_EXTRACTO DEL DOCUMENTO_
Julio Anguita podía ser muy sentimental o muy cínico, según el momento. Poseía una vitalidad extraordinaria, una gran curiosidad y un desparpajo muy útil para manejarse en Nueva York. De todas las personas que conocí en la ciudad, Julio era probablemente quien más la gozaba. Eramos relativamente vecinos. El vivía junto a Washington Square con Stefano, su compañero, un hombre culto y bondadoso que, además, preparaba un risotto tremendo. No pertenecíamos al mismo circuito y sólo nos veíamos de vez en cuando, pero convivimos bastante en los viajes a Florida, cuando el puñetero recuento electoral, a California, a Indiana y a algún otro lugar. Era un maldito periodista joven, lleno de talento. Y una persona de generosidad exagerada, casi estrafalaria.
Un sábado, sería durante la guerra de Afganistán o en la inmediata posguerra porque recuerdo que la pared de la oficina estaba llena de mapas bélicos, me llamó a Washington para contarme que había hecho un cursillo del Pentágono. Les habían enseñado a ser corresponsales de guerra, me dijo riéndose. Me preguntó por mis experiencias y apenas pude explicarle nada. Yo he ido poco a la guerra y por casualidad, no por vocación. Le comenté cuatro cosas banales: que en ciertas situaciones la cobardía solía ser una virtud, que convenía llevar papel higiénico y un buen seguro y que si en la guerra participaban los americanos lo aconsejable era situarse detrás de ellos, no delante.

_REQUISITOS_
¿Puedes retomar el texto sobre Julio Anguita y seguir escribiéndolo a partir de su última frase? Estas entradas proceden de otra fuente.

Entradas de un conjunto de datos

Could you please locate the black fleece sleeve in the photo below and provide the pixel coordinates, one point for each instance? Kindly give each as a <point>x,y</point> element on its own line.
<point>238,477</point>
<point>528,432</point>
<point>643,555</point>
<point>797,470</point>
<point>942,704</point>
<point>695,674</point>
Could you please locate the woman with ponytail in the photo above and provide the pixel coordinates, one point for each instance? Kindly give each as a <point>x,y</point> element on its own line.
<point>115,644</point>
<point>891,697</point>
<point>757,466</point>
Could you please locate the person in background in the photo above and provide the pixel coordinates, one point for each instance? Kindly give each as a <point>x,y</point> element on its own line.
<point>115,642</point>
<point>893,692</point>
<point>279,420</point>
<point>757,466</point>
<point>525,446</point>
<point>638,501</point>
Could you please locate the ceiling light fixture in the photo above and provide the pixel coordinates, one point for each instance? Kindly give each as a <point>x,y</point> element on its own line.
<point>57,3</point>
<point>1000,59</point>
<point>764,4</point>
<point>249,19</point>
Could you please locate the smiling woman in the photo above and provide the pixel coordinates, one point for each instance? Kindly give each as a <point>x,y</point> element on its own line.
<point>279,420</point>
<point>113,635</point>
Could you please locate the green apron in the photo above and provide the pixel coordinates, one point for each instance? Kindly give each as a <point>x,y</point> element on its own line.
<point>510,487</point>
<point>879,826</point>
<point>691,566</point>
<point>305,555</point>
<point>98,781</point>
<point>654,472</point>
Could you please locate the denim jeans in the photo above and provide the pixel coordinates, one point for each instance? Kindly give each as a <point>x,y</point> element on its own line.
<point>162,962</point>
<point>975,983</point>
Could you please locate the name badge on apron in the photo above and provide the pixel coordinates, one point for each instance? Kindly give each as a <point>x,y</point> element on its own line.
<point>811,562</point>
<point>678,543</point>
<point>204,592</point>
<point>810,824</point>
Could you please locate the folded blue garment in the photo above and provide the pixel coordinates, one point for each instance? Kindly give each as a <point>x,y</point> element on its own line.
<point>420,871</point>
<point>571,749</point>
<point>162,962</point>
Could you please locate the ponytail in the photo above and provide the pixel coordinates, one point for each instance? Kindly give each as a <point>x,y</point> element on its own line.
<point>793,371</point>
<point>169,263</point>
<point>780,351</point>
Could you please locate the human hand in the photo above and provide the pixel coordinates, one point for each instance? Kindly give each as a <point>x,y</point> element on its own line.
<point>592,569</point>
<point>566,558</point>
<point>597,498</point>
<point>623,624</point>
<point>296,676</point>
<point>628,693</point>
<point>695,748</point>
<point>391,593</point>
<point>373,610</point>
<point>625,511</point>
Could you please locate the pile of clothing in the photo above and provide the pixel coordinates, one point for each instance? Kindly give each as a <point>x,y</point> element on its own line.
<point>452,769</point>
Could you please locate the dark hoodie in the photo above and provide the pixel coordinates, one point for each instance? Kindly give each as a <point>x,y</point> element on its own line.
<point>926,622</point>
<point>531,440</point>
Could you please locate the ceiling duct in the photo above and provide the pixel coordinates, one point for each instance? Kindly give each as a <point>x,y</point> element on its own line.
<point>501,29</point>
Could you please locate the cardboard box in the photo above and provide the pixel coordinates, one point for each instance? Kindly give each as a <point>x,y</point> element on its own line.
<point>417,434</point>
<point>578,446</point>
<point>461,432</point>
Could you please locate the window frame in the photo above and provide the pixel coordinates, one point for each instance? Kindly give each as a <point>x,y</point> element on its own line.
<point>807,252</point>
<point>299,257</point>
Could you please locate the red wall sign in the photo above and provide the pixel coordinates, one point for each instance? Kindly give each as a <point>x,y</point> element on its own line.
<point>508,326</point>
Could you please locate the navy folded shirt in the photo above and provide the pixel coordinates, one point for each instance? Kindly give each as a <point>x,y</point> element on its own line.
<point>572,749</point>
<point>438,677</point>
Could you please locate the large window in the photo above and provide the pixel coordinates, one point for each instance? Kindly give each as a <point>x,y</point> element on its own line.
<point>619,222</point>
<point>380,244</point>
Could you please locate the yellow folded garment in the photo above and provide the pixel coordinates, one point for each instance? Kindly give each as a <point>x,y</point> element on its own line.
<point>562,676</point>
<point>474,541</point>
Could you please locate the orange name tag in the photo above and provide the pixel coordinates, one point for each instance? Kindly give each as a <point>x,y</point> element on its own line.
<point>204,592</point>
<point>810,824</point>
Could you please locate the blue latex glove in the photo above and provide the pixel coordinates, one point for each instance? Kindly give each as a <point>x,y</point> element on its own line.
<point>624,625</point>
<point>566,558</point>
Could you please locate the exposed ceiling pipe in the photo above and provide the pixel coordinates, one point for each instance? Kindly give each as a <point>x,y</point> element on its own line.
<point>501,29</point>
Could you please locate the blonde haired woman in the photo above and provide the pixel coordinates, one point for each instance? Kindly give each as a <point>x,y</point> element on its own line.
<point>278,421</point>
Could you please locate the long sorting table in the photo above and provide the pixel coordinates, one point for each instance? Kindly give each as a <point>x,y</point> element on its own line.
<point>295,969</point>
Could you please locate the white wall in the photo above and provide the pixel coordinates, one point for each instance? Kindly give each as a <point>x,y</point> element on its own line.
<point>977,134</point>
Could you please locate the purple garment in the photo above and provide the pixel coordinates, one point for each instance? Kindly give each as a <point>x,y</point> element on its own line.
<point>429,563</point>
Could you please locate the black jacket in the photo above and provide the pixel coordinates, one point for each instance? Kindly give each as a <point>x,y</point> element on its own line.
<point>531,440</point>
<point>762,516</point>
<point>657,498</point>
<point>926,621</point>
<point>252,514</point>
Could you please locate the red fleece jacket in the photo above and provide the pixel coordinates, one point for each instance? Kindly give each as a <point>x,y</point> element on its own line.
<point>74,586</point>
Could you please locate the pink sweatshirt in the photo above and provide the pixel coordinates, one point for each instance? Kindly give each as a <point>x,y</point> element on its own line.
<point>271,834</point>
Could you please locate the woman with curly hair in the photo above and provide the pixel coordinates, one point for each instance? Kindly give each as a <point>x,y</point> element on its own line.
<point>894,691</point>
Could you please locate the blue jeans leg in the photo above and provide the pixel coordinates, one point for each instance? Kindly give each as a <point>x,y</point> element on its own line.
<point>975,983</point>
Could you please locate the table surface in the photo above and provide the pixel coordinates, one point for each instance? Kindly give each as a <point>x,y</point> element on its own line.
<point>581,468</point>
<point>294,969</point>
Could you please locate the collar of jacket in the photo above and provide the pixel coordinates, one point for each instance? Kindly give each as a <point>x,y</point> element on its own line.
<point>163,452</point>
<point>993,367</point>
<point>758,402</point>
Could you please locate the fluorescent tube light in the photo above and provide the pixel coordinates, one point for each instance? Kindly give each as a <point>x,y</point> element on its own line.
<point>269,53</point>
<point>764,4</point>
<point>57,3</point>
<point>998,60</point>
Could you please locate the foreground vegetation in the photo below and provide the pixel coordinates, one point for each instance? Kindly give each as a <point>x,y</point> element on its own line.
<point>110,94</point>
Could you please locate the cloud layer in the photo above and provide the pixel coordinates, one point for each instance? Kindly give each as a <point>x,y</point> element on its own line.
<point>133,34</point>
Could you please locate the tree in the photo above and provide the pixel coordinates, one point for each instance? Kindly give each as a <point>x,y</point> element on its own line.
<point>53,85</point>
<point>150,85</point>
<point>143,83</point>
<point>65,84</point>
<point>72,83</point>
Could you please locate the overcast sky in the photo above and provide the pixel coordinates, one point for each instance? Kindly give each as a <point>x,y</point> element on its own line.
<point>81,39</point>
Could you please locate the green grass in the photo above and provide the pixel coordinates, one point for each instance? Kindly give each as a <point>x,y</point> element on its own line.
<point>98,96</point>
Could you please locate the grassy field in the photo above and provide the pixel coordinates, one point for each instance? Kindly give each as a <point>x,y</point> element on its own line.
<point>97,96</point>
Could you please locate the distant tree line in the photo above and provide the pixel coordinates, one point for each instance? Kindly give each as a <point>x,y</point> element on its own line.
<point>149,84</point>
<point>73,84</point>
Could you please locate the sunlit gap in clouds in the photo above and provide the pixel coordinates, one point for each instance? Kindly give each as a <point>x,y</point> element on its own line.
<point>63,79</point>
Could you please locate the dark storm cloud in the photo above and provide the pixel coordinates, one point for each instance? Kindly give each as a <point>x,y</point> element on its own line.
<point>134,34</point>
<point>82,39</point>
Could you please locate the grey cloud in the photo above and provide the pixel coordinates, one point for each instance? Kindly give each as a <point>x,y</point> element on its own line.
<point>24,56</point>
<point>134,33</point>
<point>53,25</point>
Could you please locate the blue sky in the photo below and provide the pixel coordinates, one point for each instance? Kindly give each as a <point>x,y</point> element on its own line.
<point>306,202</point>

_RESPUESTA_
Julio y su amiga Mercedes Gallego, de
El Correo
, se fueron meses después a Irak, «empotrados» en unidades estadounidenses. Las crónicas de Julio demuestran que en aquel barullo atroz logró mantener la mirada fresca del periodista joven: son historias concisas, sin trampa, sin inventos.
Luego se discutió bastante sobre si llevaba un chaleco antibalas inadecuado, si viajaba sin seguro, si su empresa le había proporcionado las garantías necesarias. Creo que se fue a la guerra con la idea de que un nuevo éxito profesional (una nueva victoria sobre los tártaros) le permitiría librarse del temido retorno a Madrid y quedarse en Nueva York.
Un misil lo mató el 7 de abril de 2003, a las puertas de Bagdad.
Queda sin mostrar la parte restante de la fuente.